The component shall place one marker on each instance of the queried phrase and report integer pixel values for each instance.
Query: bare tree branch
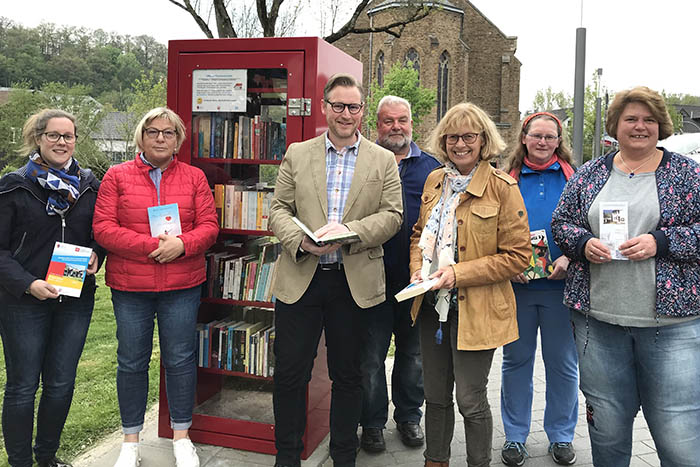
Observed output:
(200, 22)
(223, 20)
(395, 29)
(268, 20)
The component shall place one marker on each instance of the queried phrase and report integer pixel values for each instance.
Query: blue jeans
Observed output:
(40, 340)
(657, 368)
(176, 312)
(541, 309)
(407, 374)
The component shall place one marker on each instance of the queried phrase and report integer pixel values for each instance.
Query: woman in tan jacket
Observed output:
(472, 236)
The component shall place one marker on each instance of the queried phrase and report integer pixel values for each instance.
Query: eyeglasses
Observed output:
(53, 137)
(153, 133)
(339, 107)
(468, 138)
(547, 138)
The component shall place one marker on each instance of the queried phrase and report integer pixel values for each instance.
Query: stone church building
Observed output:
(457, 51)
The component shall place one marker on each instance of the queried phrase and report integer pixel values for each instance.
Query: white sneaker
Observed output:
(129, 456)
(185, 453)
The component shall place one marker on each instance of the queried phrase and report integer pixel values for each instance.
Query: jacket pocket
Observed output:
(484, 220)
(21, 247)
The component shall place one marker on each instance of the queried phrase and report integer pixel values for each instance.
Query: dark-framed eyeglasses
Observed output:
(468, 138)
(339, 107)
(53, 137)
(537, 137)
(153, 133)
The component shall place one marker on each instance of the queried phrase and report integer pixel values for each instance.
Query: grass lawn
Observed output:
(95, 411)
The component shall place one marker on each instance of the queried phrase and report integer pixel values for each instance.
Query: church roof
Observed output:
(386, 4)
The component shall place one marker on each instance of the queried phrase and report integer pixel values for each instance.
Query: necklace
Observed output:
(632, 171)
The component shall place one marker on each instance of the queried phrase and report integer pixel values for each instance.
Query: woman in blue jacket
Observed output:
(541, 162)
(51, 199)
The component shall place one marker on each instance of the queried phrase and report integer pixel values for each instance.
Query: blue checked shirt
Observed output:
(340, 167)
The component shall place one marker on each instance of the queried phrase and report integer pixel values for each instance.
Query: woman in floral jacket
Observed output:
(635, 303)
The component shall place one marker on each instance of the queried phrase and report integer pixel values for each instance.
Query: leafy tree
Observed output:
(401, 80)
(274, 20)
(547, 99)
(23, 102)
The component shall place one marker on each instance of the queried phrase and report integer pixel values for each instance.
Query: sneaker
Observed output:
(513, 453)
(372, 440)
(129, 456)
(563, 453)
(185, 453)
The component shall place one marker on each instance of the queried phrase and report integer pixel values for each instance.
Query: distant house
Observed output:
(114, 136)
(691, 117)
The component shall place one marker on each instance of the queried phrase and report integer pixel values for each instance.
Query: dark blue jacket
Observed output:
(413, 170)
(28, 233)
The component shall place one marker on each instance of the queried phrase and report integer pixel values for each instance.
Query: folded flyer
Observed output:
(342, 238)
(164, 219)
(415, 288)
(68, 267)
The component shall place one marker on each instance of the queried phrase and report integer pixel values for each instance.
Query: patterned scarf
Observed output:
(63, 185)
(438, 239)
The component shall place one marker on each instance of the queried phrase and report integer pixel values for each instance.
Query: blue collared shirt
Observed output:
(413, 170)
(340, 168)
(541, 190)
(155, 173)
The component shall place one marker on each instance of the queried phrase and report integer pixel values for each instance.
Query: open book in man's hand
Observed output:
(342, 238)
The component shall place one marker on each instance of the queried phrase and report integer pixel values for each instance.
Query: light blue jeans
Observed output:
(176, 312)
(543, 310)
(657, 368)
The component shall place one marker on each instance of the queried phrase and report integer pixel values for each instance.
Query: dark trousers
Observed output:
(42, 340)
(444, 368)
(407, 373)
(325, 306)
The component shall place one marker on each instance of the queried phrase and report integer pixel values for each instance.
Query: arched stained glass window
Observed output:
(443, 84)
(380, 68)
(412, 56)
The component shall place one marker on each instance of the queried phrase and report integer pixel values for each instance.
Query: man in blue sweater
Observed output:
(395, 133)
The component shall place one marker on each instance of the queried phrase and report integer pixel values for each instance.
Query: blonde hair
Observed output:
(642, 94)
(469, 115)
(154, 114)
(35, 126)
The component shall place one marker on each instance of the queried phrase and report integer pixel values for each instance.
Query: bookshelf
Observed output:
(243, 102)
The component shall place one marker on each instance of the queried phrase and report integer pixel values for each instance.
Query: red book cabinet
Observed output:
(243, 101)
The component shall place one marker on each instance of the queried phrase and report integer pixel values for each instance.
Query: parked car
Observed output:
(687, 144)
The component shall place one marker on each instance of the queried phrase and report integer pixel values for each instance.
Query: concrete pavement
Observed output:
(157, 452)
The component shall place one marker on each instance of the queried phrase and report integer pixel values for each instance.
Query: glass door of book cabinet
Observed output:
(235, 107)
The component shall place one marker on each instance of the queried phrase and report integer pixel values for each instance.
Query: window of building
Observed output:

---

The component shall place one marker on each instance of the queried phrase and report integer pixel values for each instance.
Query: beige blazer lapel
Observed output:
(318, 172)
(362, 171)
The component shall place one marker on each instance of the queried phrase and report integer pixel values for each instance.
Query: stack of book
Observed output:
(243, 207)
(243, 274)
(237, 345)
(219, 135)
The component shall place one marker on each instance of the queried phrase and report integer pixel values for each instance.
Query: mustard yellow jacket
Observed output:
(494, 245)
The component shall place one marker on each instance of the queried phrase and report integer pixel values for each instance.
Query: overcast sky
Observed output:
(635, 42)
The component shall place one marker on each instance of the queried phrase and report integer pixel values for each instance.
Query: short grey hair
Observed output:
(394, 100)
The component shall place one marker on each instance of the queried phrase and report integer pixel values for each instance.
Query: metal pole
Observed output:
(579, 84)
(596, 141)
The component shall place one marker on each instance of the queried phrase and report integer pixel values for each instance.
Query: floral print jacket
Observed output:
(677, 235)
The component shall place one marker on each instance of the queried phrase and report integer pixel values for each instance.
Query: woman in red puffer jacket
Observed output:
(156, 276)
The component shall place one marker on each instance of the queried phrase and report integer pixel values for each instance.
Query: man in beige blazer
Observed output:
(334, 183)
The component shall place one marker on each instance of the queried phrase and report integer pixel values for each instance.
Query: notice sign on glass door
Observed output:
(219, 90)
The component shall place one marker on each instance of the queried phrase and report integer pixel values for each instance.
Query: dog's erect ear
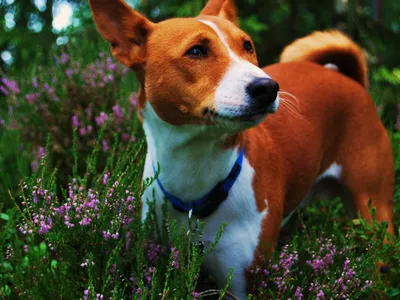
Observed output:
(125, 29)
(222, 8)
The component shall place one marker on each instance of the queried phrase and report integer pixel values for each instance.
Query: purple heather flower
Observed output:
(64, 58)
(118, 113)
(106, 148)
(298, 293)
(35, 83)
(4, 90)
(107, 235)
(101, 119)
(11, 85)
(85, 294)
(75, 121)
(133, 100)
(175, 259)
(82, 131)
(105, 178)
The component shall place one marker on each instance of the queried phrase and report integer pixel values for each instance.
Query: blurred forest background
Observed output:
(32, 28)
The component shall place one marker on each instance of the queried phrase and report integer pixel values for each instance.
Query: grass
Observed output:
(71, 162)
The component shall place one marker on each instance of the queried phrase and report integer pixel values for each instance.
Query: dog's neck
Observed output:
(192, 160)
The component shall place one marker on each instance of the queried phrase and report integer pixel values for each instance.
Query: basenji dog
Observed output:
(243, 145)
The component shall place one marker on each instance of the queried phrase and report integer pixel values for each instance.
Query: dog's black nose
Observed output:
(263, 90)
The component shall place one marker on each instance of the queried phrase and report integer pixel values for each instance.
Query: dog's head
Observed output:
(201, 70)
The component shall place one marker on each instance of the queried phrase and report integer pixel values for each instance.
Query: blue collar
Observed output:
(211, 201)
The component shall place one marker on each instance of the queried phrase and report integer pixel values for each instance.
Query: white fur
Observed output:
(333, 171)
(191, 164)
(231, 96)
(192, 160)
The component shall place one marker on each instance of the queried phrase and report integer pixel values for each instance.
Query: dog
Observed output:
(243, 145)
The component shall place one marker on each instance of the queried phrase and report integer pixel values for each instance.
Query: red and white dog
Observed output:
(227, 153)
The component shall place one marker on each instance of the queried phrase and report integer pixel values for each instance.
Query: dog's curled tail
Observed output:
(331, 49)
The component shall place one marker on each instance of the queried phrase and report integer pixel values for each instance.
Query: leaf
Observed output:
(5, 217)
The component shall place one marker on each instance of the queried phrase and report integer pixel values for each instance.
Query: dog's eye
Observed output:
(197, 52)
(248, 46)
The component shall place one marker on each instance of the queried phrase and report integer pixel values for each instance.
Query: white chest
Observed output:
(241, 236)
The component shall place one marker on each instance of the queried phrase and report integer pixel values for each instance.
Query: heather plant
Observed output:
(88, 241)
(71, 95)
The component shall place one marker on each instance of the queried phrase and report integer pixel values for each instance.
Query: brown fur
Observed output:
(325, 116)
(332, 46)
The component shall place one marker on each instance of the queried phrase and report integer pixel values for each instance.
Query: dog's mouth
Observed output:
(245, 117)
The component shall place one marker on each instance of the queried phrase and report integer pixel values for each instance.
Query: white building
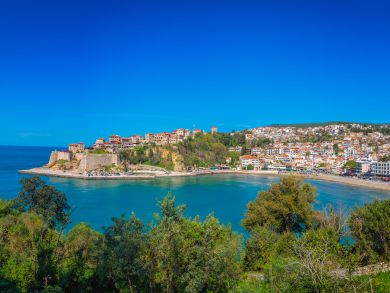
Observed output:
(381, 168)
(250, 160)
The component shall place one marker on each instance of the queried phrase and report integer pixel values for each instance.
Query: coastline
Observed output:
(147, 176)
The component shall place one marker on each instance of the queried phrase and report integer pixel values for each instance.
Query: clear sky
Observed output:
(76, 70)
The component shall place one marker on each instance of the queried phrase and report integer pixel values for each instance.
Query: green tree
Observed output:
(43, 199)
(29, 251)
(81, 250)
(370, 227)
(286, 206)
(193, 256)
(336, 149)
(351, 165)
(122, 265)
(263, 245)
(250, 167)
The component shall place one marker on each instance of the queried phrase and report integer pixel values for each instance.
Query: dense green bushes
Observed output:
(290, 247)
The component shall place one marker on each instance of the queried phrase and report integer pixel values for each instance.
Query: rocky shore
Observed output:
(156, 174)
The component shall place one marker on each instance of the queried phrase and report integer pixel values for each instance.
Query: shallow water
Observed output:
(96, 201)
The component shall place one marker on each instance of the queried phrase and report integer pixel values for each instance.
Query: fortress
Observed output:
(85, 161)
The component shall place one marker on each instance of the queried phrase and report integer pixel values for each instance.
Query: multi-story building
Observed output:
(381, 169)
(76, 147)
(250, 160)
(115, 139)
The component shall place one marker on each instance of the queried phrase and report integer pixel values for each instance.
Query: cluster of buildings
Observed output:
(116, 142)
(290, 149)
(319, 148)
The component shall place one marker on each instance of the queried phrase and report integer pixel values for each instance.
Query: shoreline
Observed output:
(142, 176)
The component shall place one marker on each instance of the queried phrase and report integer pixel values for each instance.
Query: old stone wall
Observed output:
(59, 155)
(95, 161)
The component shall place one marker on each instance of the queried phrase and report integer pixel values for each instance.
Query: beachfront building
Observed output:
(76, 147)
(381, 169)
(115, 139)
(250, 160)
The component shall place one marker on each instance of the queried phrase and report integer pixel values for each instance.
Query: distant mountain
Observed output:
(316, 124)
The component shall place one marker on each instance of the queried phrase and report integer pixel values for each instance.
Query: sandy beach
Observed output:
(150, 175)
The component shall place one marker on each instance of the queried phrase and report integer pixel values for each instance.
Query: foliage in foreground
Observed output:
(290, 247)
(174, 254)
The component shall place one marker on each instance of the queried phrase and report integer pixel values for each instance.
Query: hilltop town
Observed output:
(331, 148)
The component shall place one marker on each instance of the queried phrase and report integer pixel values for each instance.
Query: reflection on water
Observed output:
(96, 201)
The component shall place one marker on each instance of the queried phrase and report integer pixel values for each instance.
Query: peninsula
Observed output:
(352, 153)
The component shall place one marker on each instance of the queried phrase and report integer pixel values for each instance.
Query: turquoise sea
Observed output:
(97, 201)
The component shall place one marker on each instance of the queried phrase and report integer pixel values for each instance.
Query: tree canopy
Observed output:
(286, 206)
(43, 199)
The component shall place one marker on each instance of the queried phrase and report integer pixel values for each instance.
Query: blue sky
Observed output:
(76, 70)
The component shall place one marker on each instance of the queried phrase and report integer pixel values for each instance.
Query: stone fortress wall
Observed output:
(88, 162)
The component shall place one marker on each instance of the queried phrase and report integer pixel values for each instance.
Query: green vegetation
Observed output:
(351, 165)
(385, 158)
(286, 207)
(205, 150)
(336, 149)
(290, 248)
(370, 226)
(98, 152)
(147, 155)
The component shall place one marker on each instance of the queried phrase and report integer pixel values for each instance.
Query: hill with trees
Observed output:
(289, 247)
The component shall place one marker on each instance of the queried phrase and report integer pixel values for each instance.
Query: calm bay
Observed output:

---

*Job*: Count the lines of the material above that contain the word "woman". Report only the resulting number.

*Answer for this exercise*: 4